ACTIVITY - Looking at the data below, count the lines that contain the string "blue". Write only the total.

Stored dataset items -
───
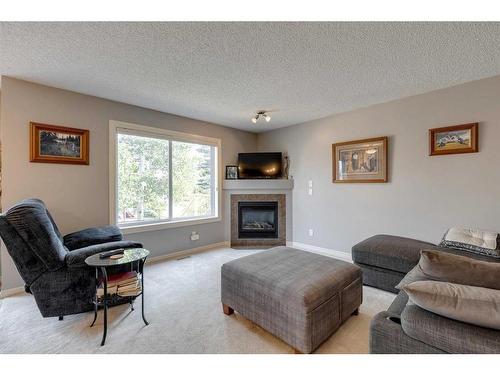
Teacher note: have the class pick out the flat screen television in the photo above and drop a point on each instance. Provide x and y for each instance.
(259, 165)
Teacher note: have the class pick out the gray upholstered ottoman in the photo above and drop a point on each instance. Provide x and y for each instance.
(296, 295)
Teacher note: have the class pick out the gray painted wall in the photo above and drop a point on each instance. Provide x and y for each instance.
(425, 195)
(77, 196)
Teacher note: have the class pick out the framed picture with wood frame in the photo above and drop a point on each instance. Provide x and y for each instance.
(58, 144)
(363, 160)
(457, 139)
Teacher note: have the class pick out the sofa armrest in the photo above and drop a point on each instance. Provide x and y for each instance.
(76, 258)
(92, 236)
(449, 335)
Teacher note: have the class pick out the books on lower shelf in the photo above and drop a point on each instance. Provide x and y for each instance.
(126, 284)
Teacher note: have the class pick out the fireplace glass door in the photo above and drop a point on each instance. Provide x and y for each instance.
(258, 219)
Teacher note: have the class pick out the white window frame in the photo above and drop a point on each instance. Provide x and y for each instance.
(114, 128)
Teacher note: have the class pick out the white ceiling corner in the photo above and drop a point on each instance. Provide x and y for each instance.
(224, 72)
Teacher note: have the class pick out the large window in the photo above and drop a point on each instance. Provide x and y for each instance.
(162, 177)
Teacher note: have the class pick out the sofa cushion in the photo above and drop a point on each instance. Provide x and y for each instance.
(391, 252)
(415, 274)
(470, 304)
(440, 266)
(398, 305)
(448, 335)
(475, 241)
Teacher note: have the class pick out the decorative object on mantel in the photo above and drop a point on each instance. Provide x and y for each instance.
(58, 144)
(457, 139)
(286, 166)
(231, 172)
(363, 160)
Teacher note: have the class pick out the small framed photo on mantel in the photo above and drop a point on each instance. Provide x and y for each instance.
(231, 172)
(58, 144)
(457, 139)
(363, 160)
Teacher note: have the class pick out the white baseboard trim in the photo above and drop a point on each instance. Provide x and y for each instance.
(159, 258)
(321, 250)
(4, 293)
(187, 252)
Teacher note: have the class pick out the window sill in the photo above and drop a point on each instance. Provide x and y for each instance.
(167, 225)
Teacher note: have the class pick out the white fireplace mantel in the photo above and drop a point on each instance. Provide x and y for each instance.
(264, 184)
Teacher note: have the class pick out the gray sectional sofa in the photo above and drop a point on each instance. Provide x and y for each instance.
(406, 328)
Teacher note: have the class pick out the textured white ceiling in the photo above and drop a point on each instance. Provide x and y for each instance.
(225, 72)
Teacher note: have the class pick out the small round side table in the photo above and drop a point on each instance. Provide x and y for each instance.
(136, 256)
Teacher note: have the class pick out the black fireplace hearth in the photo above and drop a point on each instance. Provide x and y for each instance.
(257, 219)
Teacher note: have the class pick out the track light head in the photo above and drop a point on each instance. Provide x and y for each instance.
(259, 115)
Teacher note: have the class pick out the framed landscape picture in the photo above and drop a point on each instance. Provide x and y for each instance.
(363, 160)
(58, 144)
(231, 172)
(458, 139)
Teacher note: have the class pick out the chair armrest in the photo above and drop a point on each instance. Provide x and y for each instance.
(76, 258)
(92, 236)
(449, 335)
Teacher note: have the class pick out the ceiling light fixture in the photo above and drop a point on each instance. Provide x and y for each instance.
(259, 115)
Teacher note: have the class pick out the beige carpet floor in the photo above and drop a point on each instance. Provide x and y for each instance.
(184, 310)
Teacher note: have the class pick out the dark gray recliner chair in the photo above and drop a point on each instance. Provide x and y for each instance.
(53, 267)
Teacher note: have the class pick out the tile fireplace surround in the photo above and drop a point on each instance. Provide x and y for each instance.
(258, 242)
(279, 190)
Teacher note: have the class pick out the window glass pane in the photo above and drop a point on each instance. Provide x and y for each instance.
(191, 179)
(142, 179)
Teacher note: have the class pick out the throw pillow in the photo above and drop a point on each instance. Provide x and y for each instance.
(469, 304)
(476, 241)
(441, 266)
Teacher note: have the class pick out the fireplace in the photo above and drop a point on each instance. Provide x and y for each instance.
(258, 219)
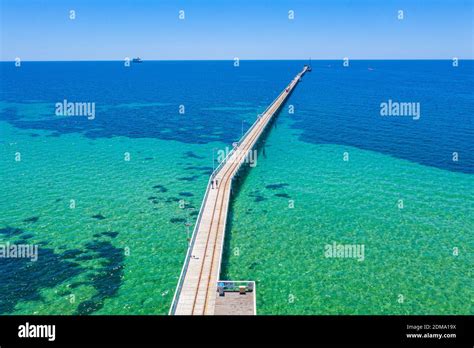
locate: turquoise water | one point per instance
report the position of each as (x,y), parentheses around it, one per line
(118,247)
(408,251)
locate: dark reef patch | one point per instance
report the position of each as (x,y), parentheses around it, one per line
(32,219)
(160,188)
(23,279)
(107,279)
(204,169)
(110,234)
(172,199)
(98,216)
(276,186)
(189,178)
(190,154)
(10,231)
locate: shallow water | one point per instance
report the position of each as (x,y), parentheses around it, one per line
(118,247)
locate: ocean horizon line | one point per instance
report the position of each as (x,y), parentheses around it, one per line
(241,60)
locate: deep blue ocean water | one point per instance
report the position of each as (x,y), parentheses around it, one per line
(135,204)
(339,105)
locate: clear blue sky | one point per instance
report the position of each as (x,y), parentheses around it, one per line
(248,29)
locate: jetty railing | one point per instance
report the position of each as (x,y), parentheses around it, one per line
(208,188)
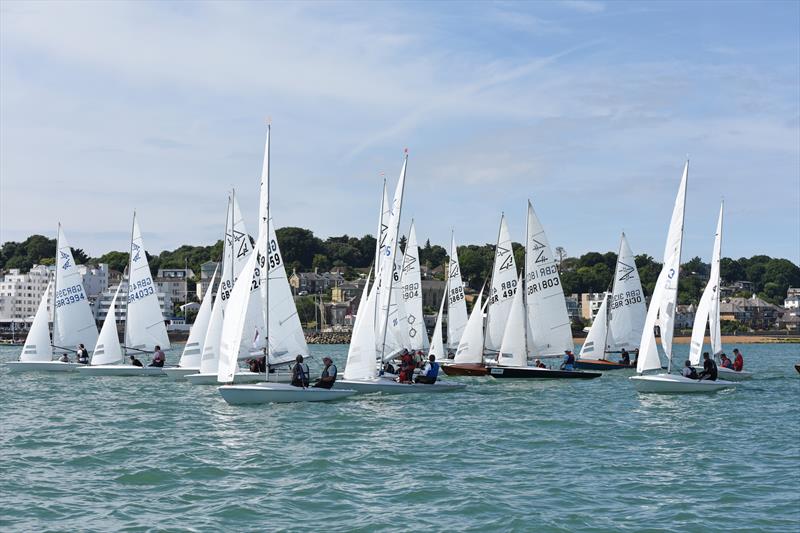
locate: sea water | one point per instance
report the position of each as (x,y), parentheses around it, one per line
(148,454)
───
TASK SOLUTION - 2